** start Data provided **
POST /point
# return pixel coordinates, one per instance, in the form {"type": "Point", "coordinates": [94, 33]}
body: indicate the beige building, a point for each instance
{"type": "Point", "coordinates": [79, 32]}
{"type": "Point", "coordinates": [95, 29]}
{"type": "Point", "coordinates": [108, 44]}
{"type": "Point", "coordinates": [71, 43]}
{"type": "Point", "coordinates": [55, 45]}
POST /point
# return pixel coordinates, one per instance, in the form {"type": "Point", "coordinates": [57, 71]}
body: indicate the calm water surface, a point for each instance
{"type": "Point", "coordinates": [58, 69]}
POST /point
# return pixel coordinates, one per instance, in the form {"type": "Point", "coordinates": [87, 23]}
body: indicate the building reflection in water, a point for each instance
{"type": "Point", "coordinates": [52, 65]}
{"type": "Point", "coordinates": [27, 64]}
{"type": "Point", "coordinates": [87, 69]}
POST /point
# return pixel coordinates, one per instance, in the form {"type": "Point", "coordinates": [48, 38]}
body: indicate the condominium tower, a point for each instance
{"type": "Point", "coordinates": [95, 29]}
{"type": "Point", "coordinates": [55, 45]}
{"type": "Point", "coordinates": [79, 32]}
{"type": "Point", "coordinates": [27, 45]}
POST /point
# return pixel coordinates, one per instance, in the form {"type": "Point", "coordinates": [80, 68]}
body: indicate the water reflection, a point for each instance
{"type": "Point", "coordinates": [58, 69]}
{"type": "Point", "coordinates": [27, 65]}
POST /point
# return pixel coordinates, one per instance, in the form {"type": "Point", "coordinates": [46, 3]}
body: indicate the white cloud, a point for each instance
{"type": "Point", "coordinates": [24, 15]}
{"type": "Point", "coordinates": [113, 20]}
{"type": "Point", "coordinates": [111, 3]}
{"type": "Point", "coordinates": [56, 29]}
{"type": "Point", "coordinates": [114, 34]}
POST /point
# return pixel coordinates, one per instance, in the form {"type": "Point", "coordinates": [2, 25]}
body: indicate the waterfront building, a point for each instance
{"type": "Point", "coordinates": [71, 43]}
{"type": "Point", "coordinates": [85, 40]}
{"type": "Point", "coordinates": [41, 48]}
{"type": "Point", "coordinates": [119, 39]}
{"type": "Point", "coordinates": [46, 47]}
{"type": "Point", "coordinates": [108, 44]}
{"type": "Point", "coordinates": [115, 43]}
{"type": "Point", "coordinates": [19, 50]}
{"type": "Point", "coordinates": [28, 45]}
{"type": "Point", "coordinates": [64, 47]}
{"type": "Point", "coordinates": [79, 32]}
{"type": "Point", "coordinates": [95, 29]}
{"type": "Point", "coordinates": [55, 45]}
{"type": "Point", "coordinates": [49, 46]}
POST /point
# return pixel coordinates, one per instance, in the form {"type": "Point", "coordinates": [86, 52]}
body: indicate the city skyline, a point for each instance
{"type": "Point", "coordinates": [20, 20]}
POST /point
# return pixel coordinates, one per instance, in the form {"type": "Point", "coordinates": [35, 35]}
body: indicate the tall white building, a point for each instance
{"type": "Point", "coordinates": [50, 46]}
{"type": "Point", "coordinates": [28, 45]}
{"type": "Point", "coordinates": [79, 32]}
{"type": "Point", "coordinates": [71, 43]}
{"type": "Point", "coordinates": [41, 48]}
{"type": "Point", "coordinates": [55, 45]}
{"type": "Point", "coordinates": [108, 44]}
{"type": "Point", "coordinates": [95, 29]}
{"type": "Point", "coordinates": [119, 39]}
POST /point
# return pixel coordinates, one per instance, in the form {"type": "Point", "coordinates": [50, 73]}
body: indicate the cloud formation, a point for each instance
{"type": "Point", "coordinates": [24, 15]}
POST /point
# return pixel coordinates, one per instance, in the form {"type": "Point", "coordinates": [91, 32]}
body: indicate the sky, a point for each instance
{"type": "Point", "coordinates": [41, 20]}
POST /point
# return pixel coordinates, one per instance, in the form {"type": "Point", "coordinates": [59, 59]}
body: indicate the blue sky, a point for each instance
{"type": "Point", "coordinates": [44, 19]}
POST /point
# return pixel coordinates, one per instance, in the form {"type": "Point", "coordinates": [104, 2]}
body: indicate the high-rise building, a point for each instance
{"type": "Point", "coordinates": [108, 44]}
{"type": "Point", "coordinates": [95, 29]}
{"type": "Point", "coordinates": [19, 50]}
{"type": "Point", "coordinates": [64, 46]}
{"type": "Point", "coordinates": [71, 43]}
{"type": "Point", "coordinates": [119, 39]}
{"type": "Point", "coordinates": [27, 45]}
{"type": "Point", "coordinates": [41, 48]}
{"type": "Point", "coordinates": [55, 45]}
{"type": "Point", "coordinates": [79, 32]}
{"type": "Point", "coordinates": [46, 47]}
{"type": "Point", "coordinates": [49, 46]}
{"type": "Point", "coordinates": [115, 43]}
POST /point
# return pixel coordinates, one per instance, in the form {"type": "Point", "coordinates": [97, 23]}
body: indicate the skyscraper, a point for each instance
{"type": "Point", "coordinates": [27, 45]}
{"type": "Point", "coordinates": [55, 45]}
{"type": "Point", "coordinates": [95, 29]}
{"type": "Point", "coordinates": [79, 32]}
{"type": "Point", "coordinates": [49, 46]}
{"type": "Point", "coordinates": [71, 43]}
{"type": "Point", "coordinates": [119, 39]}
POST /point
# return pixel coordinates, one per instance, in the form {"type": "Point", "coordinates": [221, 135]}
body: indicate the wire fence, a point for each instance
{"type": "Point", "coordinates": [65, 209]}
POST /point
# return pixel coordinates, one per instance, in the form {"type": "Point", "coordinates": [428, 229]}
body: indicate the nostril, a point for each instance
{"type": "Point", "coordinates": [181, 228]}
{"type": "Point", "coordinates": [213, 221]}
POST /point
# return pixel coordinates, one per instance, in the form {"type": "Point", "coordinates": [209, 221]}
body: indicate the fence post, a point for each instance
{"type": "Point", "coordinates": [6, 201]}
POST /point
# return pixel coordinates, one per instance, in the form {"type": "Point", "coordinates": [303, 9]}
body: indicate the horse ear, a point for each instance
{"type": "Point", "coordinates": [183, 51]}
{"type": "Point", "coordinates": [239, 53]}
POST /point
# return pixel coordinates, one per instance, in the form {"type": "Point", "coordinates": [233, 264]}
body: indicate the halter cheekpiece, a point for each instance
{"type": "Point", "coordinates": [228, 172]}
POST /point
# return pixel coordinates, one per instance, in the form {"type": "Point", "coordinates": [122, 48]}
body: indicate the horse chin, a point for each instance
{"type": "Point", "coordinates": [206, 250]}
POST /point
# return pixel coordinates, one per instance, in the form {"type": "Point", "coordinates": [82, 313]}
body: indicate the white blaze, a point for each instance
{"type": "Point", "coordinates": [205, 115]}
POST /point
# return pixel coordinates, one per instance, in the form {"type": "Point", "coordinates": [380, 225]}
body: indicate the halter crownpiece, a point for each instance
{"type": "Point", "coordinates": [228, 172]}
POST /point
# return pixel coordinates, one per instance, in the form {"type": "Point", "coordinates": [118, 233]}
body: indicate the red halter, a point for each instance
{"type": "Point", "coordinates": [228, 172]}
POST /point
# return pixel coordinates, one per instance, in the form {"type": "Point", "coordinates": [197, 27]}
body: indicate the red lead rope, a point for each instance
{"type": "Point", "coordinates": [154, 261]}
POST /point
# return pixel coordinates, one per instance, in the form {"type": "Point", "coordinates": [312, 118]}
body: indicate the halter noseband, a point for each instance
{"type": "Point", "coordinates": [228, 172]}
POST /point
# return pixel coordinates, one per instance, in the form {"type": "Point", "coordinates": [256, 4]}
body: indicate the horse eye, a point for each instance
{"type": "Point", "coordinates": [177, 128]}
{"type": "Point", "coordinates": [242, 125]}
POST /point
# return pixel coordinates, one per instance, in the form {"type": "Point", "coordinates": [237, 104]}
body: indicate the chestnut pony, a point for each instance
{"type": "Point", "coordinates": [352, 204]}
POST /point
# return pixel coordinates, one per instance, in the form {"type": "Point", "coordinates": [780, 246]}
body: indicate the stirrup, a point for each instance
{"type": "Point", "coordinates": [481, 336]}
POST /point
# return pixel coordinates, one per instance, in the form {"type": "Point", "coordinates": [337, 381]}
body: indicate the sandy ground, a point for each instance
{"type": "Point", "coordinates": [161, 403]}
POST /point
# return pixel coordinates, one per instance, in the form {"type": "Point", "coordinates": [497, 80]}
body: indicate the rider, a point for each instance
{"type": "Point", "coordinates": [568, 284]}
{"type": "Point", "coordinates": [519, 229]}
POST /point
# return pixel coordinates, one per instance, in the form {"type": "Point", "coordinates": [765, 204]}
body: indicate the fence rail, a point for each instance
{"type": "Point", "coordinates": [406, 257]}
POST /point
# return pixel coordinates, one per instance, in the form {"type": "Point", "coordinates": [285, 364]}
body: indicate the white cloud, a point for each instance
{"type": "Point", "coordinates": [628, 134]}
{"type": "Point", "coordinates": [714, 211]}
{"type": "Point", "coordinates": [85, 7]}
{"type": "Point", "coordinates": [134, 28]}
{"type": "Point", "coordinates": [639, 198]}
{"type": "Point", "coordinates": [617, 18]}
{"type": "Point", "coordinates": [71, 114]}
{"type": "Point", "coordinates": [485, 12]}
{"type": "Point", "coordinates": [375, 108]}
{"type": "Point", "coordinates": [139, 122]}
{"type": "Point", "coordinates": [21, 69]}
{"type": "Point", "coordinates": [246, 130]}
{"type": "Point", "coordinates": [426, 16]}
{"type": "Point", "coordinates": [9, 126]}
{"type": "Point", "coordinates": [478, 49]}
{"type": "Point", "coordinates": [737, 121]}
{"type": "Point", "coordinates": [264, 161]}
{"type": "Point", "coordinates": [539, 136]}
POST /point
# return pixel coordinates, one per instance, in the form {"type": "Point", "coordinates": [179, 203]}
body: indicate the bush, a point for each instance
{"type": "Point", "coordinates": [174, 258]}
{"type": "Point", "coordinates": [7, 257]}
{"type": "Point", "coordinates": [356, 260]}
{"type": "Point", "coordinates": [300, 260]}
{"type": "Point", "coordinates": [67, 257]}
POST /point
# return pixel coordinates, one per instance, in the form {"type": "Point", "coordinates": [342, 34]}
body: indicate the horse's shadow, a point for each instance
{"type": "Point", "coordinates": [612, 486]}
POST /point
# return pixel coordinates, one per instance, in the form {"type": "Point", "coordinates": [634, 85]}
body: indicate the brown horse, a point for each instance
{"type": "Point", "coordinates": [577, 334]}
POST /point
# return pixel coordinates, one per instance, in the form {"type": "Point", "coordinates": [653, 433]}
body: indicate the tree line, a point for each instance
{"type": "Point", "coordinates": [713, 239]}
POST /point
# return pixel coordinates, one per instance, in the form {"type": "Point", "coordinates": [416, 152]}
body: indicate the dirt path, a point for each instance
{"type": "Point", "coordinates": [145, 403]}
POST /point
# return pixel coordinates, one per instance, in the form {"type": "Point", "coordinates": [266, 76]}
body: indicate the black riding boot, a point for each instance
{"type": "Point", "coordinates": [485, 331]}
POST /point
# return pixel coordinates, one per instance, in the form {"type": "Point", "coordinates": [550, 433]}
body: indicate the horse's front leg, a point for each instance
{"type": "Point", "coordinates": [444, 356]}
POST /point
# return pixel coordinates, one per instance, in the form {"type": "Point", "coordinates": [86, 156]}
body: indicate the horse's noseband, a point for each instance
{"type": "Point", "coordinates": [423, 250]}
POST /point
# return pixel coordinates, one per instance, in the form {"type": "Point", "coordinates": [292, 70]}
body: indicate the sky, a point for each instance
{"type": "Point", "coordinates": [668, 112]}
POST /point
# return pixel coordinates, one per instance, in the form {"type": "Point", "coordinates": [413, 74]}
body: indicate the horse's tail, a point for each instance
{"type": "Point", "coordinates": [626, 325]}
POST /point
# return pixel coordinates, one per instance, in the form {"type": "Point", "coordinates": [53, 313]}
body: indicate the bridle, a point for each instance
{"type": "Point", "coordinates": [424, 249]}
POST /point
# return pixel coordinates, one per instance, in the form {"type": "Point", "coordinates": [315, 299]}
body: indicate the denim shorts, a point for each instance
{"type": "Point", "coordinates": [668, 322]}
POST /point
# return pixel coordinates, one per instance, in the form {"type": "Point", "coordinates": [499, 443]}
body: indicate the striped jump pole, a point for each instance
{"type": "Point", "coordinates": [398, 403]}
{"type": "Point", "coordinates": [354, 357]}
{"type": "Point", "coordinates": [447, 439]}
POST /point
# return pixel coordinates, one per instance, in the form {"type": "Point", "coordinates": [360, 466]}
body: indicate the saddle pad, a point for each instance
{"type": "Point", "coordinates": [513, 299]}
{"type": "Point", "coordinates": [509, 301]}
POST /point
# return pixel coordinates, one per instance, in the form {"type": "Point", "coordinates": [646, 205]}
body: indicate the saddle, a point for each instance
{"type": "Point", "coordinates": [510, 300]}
** end Data provided **
▶ [Challenge]:
Please list every line of the records above that contains the word "halter", matching case exactly.

▶ [Finished task]:
body: indicate the halter cheekpiece, a point for each instance
body: indicate the halter crownpiece, a point for each instance
body: indicate the red halter, a point for each instance
body: indicate the halter noseband, a point for each instance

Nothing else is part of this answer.